[What you are asked to do]: Copy every entry exactly.

[Start Data listing]

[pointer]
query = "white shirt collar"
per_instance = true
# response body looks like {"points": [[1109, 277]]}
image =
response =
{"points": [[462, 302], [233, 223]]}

[End Data listing]

[Completed task]:
[pointer]
query = "white shirt collar"
per_instance = true
# response body looks like {"points": [[1109, 277]]}
image =
response =
{"points": [[462, 302], [233, 223]]}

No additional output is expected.